Task prompt ▸ Please return the data that follows precisely as written, but without the images.

Top of Record excerpts

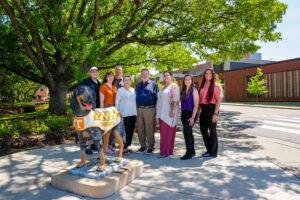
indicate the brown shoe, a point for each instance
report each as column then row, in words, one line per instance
column 150, row 151
column 141, row 150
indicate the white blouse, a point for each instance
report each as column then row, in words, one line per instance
column 125, row 102
column 163, row 109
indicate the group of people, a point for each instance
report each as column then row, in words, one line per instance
column 147, row 105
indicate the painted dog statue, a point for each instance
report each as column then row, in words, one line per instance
column 95, row 124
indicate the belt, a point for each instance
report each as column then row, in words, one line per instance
column 145, row 107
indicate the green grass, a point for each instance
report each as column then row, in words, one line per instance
column 26, row 115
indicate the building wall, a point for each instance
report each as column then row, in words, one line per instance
column 285, row 90
column 283, row 82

Bottom of Record excerpts

Response area ▸
indicate the brown shoe, a point for each instance
report each as column then row, in words, one line per instance
column 150, row 151
column 141, row 150
indicate the white blouse, a point for each instance
report each as column then row, in words, one line per instance
column 125, row 102
column 163, row 109
indicate the group of people, a point for each instance
report each as column then row, in words, one line per instance
column 147, row 105
indicate the painted dog statue, a point for each instance
report each as column then row, in words, one line per instance
column 95, row 124
indicate the belt, a point for each instance
report each as column then row, in words, one line per instance
column 145, row 107
indicate the green grass, a point for each instance
report each as column then row, in words, one line per instance
column 26, row 115
indicate the building wall, a point for each instance
report each as column then row, in words, one line per instance
column 285, row 90
column 283, row 82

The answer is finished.